As mudanças sinalizadas pela Abolição e pela República foram a expressão visível de mudanças profundas que ocorriam na sociedade brasileira desde a metade do século passado. Eles marcam os primeiros passos do modo de produção capitalista no País, nascido no ventre do escravismo que se decompunha, e caracterizam o período de transição entre os modos de produção escravista e capitalista. Outro marco, anos mais tarde, foi a revolução de 1930.

A análise desse processo de mudança histórica no Brasil deve levar em conta vários aspectos da realidade brasileira e mundial, que impõem uma dinâmica diferente, em muitos pontos, dos padrões clássicos da revolução burguesa. Sob o domínio da oligarquia latifundiária e do capital mercantil, a economia brasileira esteve – desde o começo da colonização – profundamente integrada ao mercado mundial, com um lugar próprio na divisão internacional do trabalho: produzir matérias-primas e alimentos para o mercado mundial. Foi o período em que as teses liberais – as mesmas hoje apregoadas como a última novidade pelos neoliberais – predominaram na economia brasileira. A oligarquia latifundiária era, assim, um elo numa cadeia produtiva que, vindo do exterior, entrava até o mais profundo sertão, sugando e levando para fora o produto do esforço dos brasileiros. O lugar da oligarquia nessa cadeia produtiva era privilegiado, cabendo-lhe as rédeas da produção dos gêneros exportáveis. A oligarquia latifundiária e o grande capital mercantil dominavam assim a economia brasileira, e eram sócios da pilhagem neocolonial.

Isso permitiu uma certa acumulação de capitais dentro do País, potencializada pela urbanização que, embora limitada, acelerou-se depois da proclamação da República. Essas foram as bases iniciais para a formação da burguesia industrial, cujas raízes mais antigas remontam à fase final do período colonial (a lei de D. Maria I contra as indústrias da colônia é de 1785). As crises do café, que levaram à adoção de medidas protecionistas, ajudaram indiretamente a proteger a indústria nascente, que se beneficiou também da desorganização do comércio mundial provocada pela Primeira Grande Guerra. Surgiu assim uma área comum de interesses entre a oligarquia e a burguesia industrial que nascia, e que foi o fundamento objetivo da aliança entre essas duas classes, mantendo a burguesia industrial numa posição subordinada.

A revolução burguesa, nessas condições, se desdobrou por décadas, num processo vagaroso e conturbado. Nessa época, por exemplo, já era visível a contradição entre a burguesia industrial e a oligarquia latifundiária e financeira. Ela se manifestou no choque, que marcaria a história da República, entre o projeto do desenvolvimento autônomo, e o desenvolvimento dependente, subordinado ao imperialismo.

Com a Abolição e a República, viu-se a entronização, à frente do Estado brasileiro, dessa aliança de classes, expressão política e econômica desse período de transição. Esse pacto político, contudo, era pressionado cada vez mais pelas camadas médias das cidades. A classe operária, embora muito combativa, era pouco desenvolvida numericamente, e concentrada nas grandes cidades, sobretudo Rio de Janeiro e São Paulo. O campesinato, por sua vez, mourejava sob a carga opressiva da herança escravista – os grandes fazendeiros continuavam senhores absolutos em seus domínios, e o tratamento cruel e sanguinário dado aos seguidores de Antônio Conselheiro, em Canudos, é o melhor exemplo do destino daqueles que se recusavam a se submeter ao poder dos coronéis.

★ ★ ★ ★ ★

**Conjunto de tarefas**
1 > Transcreva do trecho sobre a transição para o capitalismo no Brasil a passagem que vai de "Isso permitiu uma" até "numa posição subordinada.".
2 > Resuma em três frases o trecho sobre a transição para o capitalismo no Brasil.
3 > Prossiga o trecho sobre a transição para o capitalismo no Brasil a partir do ponto em que ele termina.
Os dados não são necessários para nada aqui.

**Dados apresentados**

★ ★ ★ ★ ★

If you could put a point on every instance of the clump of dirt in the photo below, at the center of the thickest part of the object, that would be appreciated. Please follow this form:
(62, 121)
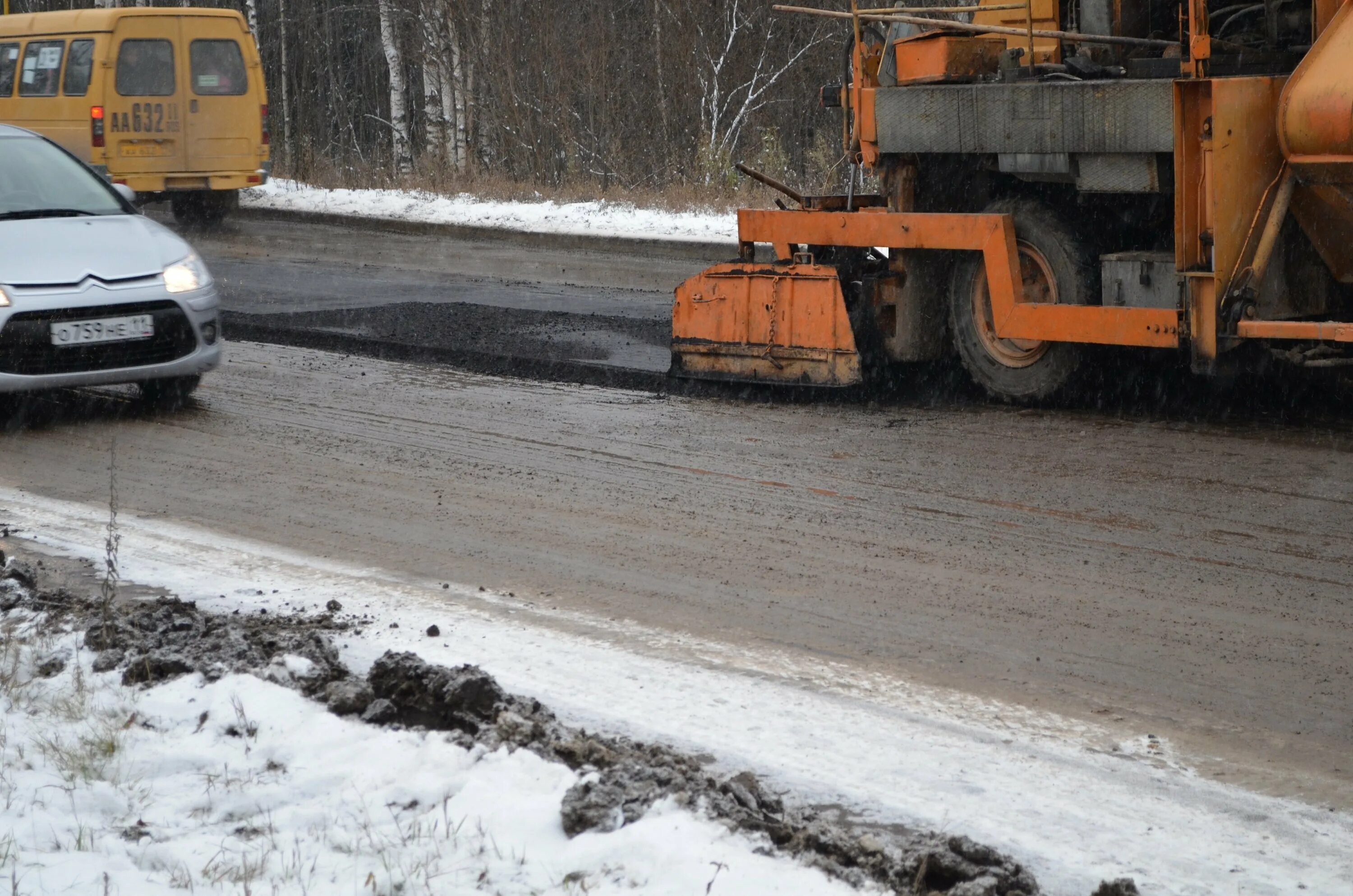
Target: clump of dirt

★ ★ ★ ★ ★

**Resultados finais**
1 >
Isso permitiu uma certa acumulação de capitais dentro do País, potencializada pela urbanização que, embora limitada, acelerou-se depois da proclamação da República. Essas foram as bases iniciais para a formação da burguesia industrial, cujas raízes mais antigas remontam à fase final do período colonial (a lei de D. Maria I contra as indústrias da colônia é de 1785). As crises do café, que levaram à adoção de medidas protecionistas, ajudaram indiretamente a proteger a indústria nascente, que se beneficiou também da desorganização do comércio mundial provocada pela Primeira Grande Guerra. Surgiu assim uma área comum de interesses entre a oligarquia e a burguesia industrial que nascia, e que foi o fundamento objetivo da aliança entre essas duas classes, mantendo a burguesia industrial numa posição subordinada.

2 > A Abolição e a República marcaram os primeiros passos do capitalismo no Brasil, num período de transição entre os modos de produção escravista e capitalista. A economia, dominada pela oligarquia latifundiária e pelo capital mercantil, estava integrada ao mercado mundial como produtora de matérias-primas e alimentos, e a acumulação de capitais, a urbanização, as crises do café e a Primeira Grande Guerra favoreceram o surgimento de uma burguesia industrial aliada à oligarquia, mas subordinada a ela. A revolução burguesa se arrastou por décadas, marcada pelo choque entre desenvolvimento autônomo e dependente, enquanto a aliança no poder sofria pressão das camadas médias urbanas, a classe operária era pequena e o campesinato seguia oprimido pela herança escravista e pelo poder dos coronéis.

3 >
Estes foram os protagonistas da profunda transformação capitalista vivida pela sociedade brasileira ao longo do nosso século. A hegemonia do modo de produção capitalista completou-se após a ditadura do Estado Novo, consolidando esse status depois da década de 1950. Mas ele tornou-se hegemônico não pela destruição da secular oligarquia latifundiária e financeira, aliada interna do imperialismo e seus agentes, mas pela acomodação entre as classes dominantes, pela modernização e aburguesamento de parte da oligarquia latifundiária e subordinação aos interesses capitalistas da parte que resistiu à mudança.

Essa hegemonia se deu quando o capitalismo já estava avançado em sua etapa imperialista, com graves consequências para a natureza do desenvolvimento que ocorria no País. Desde os anos 1920 era crescente a pressão das camadas médias urbanas, de setores da burguesia e de dissidências oligárquicas regionais por mudanças políticas, pressões que culminaram com a revolução de 1930. As mudanças exigidas apontavam no sentido de uma modernização burguesa-conservadora do País: o fim do monopólio das oligarquias latifundiárias sobre o governo federal; a proteção e apoio estatais à indústria; uma legislação trabalhista e sindical capaz de incorporar à máquina do Estado o movimento operário que crescia de forma autônoma.

O padrão de alianças de classes, típico da época em que a burguesia deixou de ser revolucionária, é nítido. Seus agentes históricos foram os militares descontentes, os tenentes, e não as massas populares. Em 1924, por exemplo, o general Isidoro Dias Lopes, líder da revolução tenentista de São Paulo, não aceitou a adesão de militantes operários para não desvirtuar seu movimento. Em 1935, a Aliança Nacional Libertadora, que defendia um programa democrático radical, foi posta na ilegalidade e sob severa repressão policial, tão logo se transformou num movimento amplo e poderoso.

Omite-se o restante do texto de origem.